[[ DOCUMENT TEXT, beginning ]]
On Wednesday, Ben Ansell (political economist and Professor of Comparative Democratic Institutions, University of Oxford) provoked discussion by publishing an essay exploring whether Labour have a theory of growth. It’s a good question. In fact, it’s the question that prompted me and Neil Lee to convene some of country’s leading economists to dissect the party’s economic plans a year and a half ago.
We compared the party’s proposals against most of the academic theories Ansell lays out and agree none of them fit entirely neatly. The preoccupation with driving up investment (see, for example, the government’s pension reforms) might fit with a neoclassical theory – indeed, at times it reminds me worryingly of the earlier and cruder Harrod-Domar model, which sees growth as a direct function of capital stock. The commitment to industrial strategy fits with developmentalism. The most promising – explicitly embraced by Rachel Reeves – is the “modern supply side” approach associated with Joe Biden’s Treasury Secretary Janet Yellen. Yet Ansell identifies supply side policy with the crude tax rate obsessed version of Liz Truss – not even the more plausible, but quieter, supply side reforms of Jeremy Hunt, boosting investment incentives and childcare.
But if there is a lack of overarching vision, we were less inclined to see this as a failing of Rachel Reeves and her team, but rather as a reflection of the state of the discipline of economics. Chastened by the financial crisis, and undergoing a ‘credibility revolution’ that encourages the more empirically robust methods of micro research, economists have grown ever more modest in their claims and tended to eschew grand theory. That makes it harder to find ‘off-the-shelf’ academic growth theories in the way that policymakers could in the 1990s.
[[ DOCUMENT TEXT, end ]]
▶ ACTIVITY LIST:
- a) Copy the passage on Labour's growth theory again, starting with "We compared the" and going on through "incentives and childcare.", but substitute "Solow model" for "Harrod-Domar model".
- b) Name every person identified by full name in the passage on Labour's growth theory.
The material that follows is not needed for any of this work.
[[ LISTED RECORDS, beginning ]]
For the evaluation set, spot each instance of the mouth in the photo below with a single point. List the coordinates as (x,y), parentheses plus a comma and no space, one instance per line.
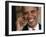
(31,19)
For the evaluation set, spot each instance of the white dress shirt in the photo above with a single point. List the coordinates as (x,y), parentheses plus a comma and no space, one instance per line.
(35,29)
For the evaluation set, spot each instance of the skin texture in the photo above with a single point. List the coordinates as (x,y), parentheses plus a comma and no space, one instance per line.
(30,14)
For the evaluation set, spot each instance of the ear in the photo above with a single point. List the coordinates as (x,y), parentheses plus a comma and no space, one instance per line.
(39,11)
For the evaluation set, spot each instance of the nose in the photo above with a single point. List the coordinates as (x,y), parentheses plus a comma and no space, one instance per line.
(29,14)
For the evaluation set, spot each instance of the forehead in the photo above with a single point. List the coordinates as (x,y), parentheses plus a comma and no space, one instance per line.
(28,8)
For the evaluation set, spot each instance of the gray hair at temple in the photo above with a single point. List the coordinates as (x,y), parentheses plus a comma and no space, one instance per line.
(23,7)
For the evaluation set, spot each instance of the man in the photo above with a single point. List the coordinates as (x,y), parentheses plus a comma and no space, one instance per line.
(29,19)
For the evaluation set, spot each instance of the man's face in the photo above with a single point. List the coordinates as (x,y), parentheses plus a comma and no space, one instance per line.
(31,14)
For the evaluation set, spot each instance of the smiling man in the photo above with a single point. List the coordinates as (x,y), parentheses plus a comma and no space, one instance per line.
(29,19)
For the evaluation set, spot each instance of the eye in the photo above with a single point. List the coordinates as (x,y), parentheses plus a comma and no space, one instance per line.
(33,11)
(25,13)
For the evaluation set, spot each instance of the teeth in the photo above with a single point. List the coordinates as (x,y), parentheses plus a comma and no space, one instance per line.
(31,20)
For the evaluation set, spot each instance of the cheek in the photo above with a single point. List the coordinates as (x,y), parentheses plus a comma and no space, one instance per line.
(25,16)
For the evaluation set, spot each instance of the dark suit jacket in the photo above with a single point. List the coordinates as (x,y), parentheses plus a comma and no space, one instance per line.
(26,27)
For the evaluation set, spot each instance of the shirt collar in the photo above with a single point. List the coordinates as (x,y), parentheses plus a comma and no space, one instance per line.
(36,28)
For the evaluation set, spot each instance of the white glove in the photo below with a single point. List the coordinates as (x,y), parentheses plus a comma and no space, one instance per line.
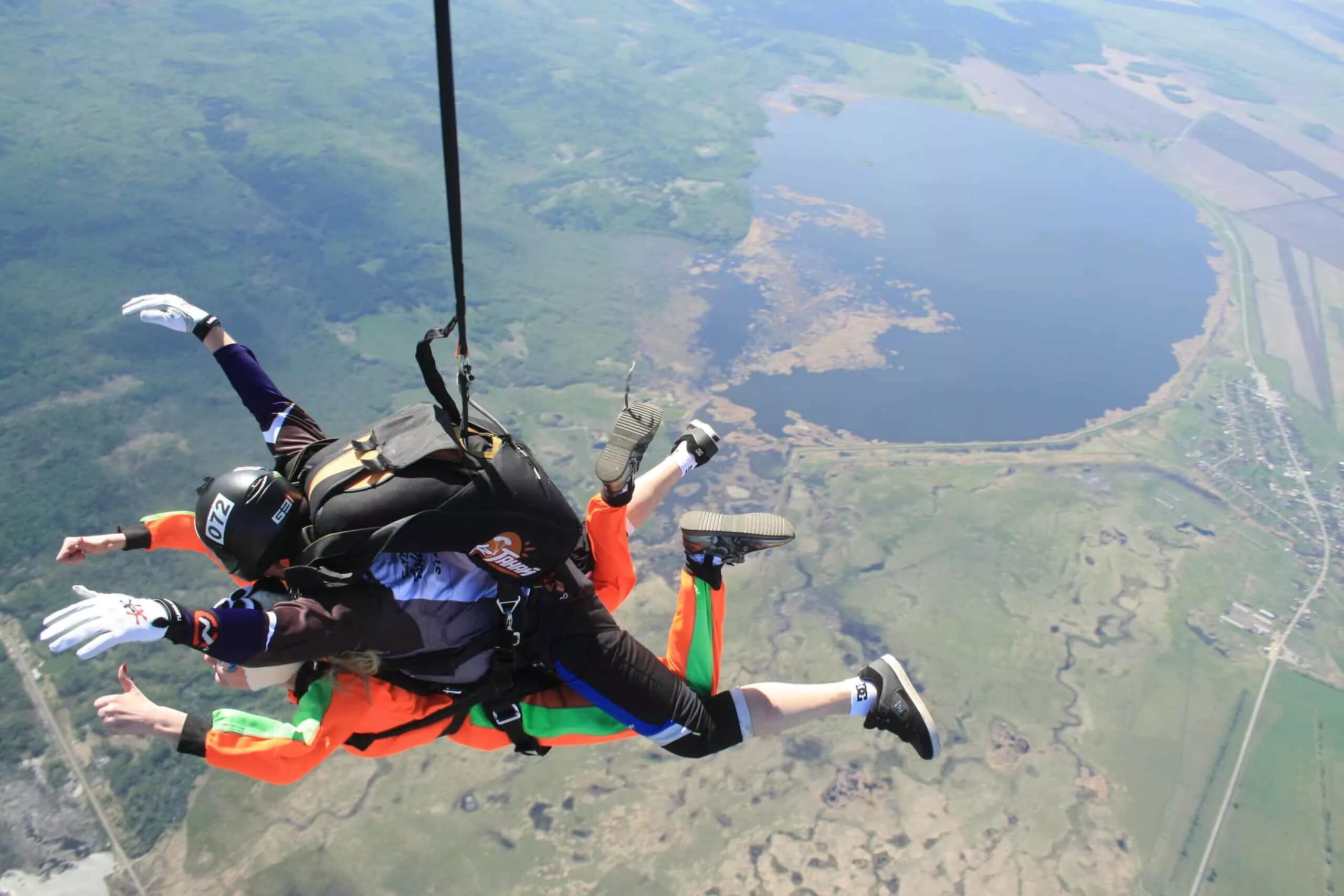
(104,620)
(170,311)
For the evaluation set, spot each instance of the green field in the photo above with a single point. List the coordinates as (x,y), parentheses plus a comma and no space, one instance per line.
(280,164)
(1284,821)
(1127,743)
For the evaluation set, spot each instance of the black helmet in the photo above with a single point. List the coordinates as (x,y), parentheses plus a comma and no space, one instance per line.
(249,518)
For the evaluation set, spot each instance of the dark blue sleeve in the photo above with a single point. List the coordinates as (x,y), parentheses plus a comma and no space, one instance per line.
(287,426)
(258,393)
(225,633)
[[ LISTED RECORDS, end ]]
▶ EXPECTED OUTPUTS:
- a)
We compared the party’s proposals against most of the academic theories Ansell lays out and agree none of them fit entirely neatly. The preoccupation with driving up investment (see, for example, the government’s pension reforms) might fit with a neoclassical theory – indeed, at times it reminds me worryingly of the earlier and cruder Solow model, which sees growth as a direct function of capital stock. The commitment to industrial strategy fits with developmentalism. The most promising – explicitly embraced by Rachel Reeves – is the “modern supply side” approach associated with Joe Biden’s Treasury Secretary Janet Yellen. Yet Ansell identifies supply side policy with the crude tax rate obsessed version of Liz Truss – not even the more plausible, but quieter, supply side reforms of Jeremy Hunt, boosting investment incentives and childcare.

- b) Ben Ansell, Neil Lee, Rachel Reeves, Joe Biden, Janet Yellen, Liz Truss, Jeremy Hunt